TASK REQUIREMENTS: Can you reproduce, word for word, the portion of the PFAS analysis passage that opens with the words containing "Solid-phase extraction and" and closes with "throughout the environment."?

DOCUMENT PASSAGE:

####################

Solid-phase extraction and liquid chromatography-tandem mass spectrometry (LC-MS/MS) is the preferred method for detecting water pollution of contaminants such as PFAS. Solid-phase extraction is used before liquid chromatography to concentrate the contaminant before separation. LC-MS methods are then used to detect extremely low limits of PFAS in the water supply. LC-MS can is also used to detect and analyze individual PFAS for a greater understanding of their presence and spread throughout the environment.
Another challenge with PFAS analysis is PFAS are routinely used in manufacturing processes, so it is possible to have system contamination in the solvents, tubing, fittings, filters, and other parts used in the manufacture and routine operation of a liquid chromatograph. Polytetrafluoroethylene (PTFE) is a fluoropolymer used in all major (U)HPLC systems and can be a potential source of PFAS contamination during analysis. We provide a recommendation for reducing the potential sources of PFAS background interference contamination in an Agilent 1260 Infinity II and an Agilent 1290 Infinity II system, to allow sensitive quantification of these analytes.

####################

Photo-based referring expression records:
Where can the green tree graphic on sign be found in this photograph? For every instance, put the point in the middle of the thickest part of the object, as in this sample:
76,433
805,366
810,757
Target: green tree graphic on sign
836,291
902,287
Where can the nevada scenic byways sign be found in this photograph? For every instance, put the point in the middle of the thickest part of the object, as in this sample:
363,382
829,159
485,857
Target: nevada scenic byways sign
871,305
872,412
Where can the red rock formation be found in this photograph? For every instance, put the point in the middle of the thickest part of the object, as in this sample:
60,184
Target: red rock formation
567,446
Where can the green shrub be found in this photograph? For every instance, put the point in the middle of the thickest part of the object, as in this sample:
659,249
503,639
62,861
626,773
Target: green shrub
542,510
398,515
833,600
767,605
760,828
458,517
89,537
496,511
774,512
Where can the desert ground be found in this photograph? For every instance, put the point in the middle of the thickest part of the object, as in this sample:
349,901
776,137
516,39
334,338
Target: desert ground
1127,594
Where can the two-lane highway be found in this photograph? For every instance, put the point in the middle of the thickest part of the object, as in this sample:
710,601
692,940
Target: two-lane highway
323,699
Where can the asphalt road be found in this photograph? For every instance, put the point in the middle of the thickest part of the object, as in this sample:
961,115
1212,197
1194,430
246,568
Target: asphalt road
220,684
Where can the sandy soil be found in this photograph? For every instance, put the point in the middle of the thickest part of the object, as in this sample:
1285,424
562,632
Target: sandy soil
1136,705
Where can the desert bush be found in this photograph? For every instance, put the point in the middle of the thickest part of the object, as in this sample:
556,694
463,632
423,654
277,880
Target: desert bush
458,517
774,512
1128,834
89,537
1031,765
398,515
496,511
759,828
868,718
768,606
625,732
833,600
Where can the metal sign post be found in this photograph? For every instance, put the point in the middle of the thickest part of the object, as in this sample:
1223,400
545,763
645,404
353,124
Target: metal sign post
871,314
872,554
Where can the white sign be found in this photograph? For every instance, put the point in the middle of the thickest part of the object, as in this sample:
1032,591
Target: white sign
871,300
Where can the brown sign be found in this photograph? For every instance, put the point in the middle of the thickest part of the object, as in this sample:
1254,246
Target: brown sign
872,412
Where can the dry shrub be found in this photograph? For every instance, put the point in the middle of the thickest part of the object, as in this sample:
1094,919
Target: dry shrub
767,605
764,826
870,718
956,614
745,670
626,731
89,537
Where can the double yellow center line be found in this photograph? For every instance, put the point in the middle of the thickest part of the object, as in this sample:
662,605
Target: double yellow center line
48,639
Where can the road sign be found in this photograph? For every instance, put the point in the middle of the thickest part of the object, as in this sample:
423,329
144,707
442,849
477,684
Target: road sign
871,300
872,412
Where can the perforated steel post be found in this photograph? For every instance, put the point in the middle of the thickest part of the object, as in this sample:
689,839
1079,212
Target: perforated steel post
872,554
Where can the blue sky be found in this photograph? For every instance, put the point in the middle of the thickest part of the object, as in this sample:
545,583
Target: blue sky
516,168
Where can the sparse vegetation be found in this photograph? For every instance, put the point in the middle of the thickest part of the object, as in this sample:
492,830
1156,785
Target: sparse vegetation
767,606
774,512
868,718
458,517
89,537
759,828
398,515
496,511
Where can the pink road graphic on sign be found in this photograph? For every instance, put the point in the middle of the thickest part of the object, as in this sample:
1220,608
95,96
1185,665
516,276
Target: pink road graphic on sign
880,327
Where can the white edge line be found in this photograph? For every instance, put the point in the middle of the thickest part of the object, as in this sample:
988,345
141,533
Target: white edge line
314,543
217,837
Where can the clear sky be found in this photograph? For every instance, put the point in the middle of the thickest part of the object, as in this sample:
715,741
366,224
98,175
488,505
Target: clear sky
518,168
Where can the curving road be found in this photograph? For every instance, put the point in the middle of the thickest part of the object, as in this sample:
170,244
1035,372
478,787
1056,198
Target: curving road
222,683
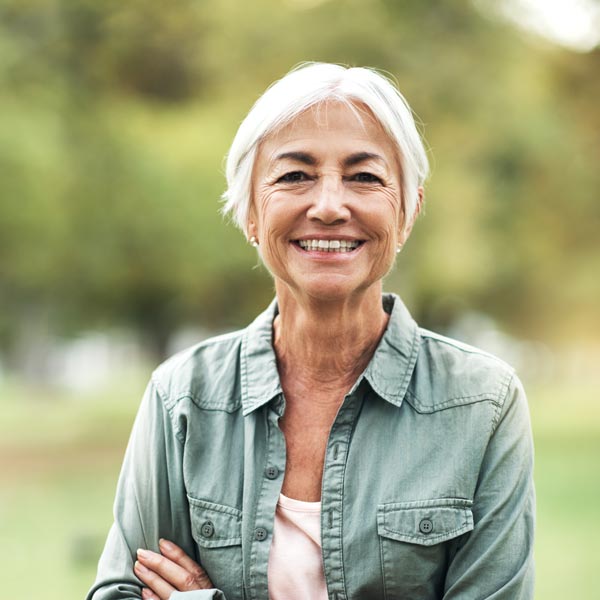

####################

FINAL ANSWER:
Solid-phase extraction and liquid chromatography-tandem mass spectrometry (LC-MS/MS) is the preferred method for detecting water pollution of contaminants such as PFAS. Solid-phase extraction is used before liquid chromatography to concentrate the contaminant before separation. LC-MS methods are then used to detect extremely low limits of PFAS in the water supply. LC-MS can is also used to detect and analyze individual PFAS for a greater understanding of their presence and spread throughout the environment.